*Task:*
Transcribe the material below exactly as it appears.

*Supplied material:*

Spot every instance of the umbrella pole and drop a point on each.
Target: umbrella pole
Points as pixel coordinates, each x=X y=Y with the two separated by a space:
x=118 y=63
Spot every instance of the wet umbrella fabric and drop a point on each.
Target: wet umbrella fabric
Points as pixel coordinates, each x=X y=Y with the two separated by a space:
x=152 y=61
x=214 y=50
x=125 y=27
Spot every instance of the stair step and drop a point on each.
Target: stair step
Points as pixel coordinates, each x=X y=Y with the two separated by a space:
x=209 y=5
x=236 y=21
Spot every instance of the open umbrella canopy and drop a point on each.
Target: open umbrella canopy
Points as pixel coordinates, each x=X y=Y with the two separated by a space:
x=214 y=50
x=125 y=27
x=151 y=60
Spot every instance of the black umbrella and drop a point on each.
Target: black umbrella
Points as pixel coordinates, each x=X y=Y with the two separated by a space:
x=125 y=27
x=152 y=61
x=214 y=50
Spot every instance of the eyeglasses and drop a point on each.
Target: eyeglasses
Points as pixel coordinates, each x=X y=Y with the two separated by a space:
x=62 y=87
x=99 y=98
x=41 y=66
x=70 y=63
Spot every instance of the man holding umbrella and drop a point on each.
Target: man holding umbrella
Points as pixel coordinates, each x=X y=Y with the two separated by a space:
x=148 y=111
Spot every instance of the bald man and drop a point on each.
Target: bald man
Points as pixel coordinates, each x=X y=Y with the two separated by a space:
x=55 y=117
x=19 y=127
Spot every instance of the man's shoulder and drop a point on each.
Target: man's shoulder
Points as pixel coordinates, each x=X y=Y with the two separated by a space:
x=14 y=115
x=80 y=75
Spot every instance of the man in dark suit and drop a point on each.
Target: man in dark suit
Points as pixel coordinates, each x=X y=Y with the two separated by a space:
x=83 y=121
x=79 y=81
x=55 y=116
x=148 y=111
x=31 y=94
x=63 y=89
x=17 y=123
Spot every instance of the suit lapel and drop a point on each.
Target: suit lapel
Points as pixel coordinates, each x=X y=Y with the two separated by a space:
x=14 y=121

*Response to this exercise:*
Spot every instance of the umbrella pole and drop a point on each.
Target: umbrella pole
Points as pixel coordinates, each x=X y=Y with the two separated by a space:
x=118 y=63
Spot every instance of the wet umbrella fabric and drop a point on each.
Target: wet umbrella fabric
Points as pixel coordinates, each x=X y=Y with the two separated by a space:
x=152 y=61
x=214 y=50
x=125 y=27
Spot every instance of the stair step and drop a point on each.
Target: stair step
Points as pixel coordinates, each x=X y=Y with the two separated by a space:
x=209 y=5
x=236 y=21
Spot every instance of the open umbrella canopy and drop a point on each.
Target: open umbrella canopy
Points as pixel coordinates, each x=X y=Y with the two separated by a space:
x=214 y=50
x=125 y=27
x=151 y=60
Spot every instance of the black umbrella and drop a point on each.
Target: black umbrella
Points as pixel coordinates, each x=X y=Y with the two separated by a space:
x=125 y=27
x=152 y=61
x=214 y=50
Spot every instance of the eyeglasses and drop a point on each.
Target: eyeglasses
Points as pixel coordinates, each x=X y=Y with the two separated by a space:
x=62 y=87
x=99 y=98
x=41 y=66
x=70 y=63
Spot every instance of the man holding umbrella and drop a point on each.
Target: man holding umbrella
Points as pixel coordinates, each x=X y=Y with the two separated by a space:
x=148 y=111
Spot every instance of the bald man and drop a point on each.
Target: bald man
Points as pixel coordinates, each x=X y=Y with the two separated by a space:
x=55 y=117
x=19 y=127
Spot every instance of the man's shoulder and drop a point on each.
Target: man's shoulder
Points as pixel coordinates, each x=X y=Y with the two separated by a space:
x=14 y=115
x=80 y=75
Spot every instance of the man in dark suit and drop a point on each.
Target: man in dark suit
Points as pixel coordinates, each x=X y=Y with the two separated by a space:
x=83 y=121
x=79 y=81
x=55 y=116
x=148 y=111
x=31 y=94
x=63 y=89
x=17 y=123
Spot every instance of the suit lapel and drop a point on each.
Target: suit lapel
Points as pixel coordinates, each x=X y=Y with the two separated by a space:
x=14 y=121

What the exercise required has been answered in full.